**TASK MATERIAL:**

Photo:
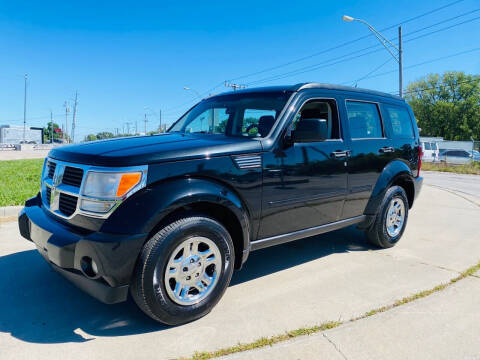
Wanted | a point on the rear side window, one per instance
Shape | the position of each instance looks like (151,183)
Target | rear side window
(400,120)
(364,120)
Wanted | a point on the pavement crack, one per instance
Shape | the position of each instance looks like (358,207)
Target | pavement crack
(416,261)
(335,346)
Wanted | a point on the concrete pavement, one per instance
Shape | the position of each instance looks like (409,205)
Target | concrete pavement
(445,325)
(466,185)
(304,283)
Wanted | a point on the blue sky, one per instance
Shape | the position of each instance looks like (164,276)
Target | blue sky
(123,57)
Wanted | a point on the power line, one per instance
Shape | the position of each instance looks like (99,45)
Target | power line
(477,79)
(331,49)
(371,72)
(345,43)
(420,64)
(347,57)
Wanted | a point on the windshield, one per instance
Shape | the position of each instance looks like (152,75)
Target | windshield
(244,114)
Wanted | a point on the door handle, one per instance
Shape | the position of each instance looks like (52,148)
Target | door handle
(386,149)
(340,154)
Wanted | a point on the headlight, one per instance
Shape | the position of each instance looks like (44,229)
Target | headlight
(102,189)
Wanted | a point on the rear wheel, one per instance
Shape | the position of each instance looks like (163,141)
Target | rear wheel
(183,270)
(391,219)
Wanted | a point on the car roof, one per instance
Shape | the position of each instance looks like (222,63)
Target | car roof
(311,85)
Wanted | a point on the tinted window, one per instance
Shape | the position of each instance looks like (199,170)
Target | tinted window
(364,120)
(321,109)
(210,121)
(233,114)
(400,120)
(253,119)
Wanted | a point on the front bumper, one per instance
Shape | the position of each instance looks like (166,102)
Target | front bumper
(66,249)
* * *
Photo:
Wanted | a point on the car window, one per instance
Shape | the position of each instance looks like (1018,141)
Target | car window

**EXERCISE DIRECTIONS:** All lines above from the one holding "Wanted | a point on the headlight, one" to the one holding "Shape | the position of each instance looks like (163,141)", inclusive, are to be copied exactly; no other line is wanted.

**TASK RESPONSE:**
Wanted | a point on the headlight, one per instance
Shape | the position of each instance looks like (44,229)
Target | headlight
(102,189)
Wanted | a point on the rear wheel, one per instance
Shape | the position of each instance looks like (163,141)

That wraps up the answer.